Segment Open

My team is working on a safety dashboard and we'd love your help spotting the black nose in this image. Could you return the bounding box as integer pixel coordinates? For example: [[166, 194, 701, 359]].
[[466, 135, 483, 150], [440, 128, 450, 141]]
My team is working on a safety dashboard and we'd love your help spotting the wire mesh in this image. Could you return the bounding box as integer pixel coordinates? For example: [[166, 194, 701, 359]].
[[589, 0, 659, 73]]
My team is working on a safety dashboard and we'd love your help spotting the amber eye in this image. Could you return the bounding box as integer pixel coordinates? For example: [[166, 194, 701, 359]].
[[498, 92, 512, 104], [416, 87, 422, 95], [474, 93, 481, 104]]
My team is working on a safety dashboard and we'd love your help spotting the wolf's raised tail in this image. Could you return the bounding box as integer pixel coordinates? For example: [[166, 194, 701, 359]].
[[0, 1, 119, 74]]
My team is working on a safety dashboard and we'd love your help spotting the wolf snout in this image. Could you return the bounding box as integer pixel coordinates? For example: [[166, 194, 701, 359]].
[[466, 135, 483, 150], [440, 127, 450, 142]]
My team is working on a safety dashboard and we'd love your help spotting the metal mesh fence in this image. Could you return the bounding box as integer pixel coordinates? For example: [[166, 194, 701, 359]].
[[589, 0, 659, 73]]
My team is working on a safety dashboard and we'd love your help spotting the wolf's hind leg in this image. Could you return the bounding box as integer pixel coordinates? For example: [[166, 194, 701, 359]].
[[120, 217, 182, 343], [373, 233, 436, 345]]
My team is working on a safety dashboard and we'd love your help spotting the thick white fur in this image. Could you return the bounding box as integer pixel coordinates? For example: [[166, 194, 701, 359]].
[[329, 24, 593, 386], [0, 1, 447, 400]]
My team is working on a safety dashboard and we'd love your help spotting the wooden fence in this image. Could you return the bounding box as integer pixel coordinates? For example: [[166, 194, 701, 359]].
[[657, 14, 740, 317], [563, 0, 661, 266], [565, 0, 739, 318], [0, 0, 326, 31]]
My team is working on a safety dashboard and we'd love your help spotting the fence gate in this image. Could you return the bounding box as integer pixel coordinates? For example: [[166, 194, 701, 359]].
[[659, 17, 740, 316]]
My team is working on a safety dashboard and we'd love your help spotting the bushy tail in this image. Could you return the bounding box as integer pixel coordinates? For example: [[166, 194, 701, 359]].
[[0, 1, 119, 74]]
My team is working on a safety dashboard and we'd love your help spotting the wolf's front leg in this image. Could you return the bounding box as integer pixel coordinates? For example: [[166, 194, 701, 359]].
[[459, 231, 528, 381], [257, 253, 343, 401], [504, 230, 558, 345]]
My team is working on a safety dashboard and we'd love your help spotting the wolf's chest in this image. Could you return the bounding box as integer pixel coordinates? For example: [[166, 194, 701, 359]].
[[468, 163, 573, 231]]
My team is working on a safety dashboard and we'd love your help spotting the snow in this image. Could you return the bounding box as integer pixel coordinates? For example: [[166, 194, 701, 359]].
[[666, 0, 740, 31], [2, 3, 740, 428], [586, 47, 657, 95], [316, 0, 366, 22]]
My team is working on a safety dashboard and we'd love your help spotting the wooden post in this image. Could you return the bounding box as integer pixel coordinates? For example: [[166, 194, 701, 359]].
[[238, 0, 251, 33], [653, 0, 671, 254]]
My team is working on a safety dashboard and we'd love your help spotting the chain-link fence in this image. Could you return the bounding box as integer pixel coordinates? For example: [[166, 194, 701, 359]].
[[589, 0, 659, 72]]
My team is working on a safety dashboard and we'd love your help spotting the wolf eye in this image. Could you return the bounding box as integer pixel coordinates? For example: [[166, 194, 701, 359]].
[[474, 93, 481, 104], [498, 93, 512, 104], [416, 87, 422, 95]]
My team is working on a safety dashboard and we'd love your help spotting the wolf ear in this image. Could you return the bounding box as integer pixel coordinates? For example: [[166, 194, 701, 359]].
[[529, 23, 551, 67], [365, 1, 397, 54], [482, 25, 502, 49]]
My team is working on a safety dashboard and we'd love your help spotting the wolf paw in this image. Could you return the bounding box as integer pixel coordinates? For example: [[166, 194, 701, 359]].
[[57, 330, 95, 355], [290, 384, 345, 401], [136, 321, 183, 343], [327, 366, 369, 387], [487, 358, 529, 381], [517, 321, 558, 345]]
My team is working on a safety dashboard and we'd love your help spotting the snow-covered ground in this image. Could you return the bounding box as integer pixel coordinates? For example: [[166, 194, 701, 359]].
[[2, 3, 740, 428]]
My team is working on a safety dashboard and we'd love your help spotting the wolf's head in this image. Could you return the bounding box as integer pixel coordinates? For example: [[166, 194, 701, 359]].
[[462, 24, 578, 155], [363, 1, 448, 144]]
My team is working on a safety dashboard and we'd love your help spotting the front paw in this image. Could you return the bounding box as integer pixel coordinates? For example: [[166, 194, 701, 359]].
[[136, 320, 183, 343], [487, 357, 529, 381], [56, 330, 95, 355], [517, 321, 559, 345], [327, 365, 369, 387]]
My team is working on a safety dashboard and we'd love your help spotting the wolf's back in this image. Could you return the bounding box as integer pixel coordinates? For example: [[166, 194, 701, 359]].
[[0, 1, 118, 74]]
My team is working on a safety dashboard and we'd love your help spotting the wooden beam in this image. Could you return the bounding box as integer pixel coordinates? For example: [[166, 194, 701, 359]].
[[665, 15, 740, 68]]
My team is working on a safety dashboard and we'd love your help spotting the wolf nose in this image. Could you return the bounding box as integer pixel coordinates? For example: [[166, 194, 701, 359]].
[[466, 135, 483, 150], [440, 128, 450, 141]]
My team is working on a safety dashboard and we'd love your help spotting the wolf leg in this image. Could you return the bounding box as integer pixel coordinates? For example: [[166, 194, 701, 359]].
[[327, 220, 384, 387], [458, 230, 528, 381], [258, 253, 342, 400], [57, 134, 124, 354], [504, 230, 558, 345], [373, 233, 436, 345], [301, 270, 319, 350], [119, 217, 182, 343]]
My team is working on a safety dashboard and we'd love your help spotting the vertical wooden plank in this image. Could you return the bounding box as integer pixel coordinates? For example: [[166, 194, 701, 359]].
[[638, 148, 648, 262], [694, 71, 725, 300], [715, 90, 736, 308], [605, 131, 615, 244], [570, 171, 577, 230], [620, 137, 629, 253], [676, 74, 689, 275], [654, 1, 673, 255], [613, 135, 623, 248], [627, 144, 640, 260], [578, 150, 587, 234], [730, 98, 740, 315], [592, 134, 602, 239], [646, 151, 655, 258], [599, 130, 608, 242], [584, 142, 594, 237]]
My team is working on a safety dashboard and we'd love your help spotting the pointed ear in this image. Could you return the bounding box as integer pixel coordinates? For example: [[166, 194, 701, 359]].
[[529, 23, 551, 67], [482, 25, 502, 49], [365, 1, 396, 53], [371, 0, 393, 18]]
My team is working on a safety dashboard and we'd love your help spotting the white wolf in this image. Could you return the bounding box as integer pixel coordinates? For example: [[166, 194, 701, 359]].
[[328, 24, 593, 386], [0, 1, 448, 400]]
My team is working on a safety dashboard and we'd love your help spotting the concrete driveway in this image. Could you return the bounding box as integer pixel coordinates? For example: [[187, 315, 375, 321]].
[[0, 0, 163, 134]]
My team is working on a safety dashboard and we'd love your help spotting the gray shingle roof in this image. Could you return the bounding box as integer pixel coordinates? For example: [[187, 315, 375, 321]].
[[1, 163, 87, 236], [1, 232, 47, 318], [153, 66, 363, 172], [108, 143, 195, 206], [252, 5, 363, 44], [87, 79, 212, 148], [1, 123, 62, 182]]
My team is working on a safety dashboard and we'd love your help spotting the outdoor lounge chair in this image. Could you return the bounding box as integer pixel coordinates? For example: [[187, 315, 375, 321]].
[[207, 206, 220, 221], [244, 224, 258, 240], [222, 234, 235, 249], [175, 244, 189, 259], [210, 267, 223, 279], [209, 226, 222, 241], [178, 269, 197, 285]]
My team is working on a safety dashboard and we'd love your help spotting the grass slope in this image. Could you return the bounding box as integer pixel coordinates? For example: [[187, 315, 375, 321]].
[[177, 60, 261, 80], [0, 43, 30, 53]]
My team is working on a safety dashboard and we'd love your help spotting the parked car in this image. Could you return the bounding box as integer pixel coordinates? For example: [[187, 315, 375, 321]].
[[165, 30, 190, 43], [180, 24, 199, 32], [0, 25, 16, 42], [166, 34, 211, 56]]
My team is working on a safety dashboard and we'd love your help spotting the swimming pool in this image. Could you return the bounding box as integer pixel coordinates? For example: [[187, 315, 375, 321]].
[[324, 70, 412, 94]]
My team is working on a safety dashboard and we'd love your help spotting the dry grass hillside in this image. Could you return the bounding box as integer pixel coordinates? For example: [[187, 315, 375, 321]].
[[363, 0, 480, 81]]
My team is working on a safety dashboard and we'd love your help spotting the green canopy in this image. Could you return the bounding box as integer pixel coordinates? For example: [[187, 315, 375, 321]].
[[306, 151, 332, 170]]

Segment Closed

▸ **WHAT THE TASK ASKS**
What is wanted is the line containing "spotting the grass" and every line after it through the last line of the entries, printed exactly.

▸ **ANSWER BELOW**
My team is working on a safety dashboard and we'd love your help spotting the grass slope in this image. Could you return the bounding box as integer pixel coordinates? For example: [[187, 315, 375, 321]].
[[177, 60, 261, 80], [0, 43, 30, 53]]
My team is working on a safety dashboard and we'd love your help spotting the parked car in this image. Could you return the bounding box as integer pixel coordinates? For example: [[187, 315, 375, 321]].
[[165, 30, 190, 43], [180, 24, 199, 32], [0, 25, 16, 42], [166, 34, 211, 56]]
My team is working on a safety dashboard and we'd love your help spotting the swimming pool in this image. Could you return the bounding box as integer pixel coordinates? For example: [[187, 315, 375, 321]].
[[324, 70, 412, 94]]
My team is working on a safety dashboard and we'd love your help spotting the dry grass hillside in this image. Could you return the bounding box as integer pixel coordinates? For example: [[187, 315, 375, 321]].
[[363, 0, 480, 81]]
My team is working on a safety dashboard and we'd love your help spotting the green canopy in this image. Could you return the bounding box as integer pixel coordinates? For example: [[187, 315, 375, 321]].
[[306, 151, 332, 170]]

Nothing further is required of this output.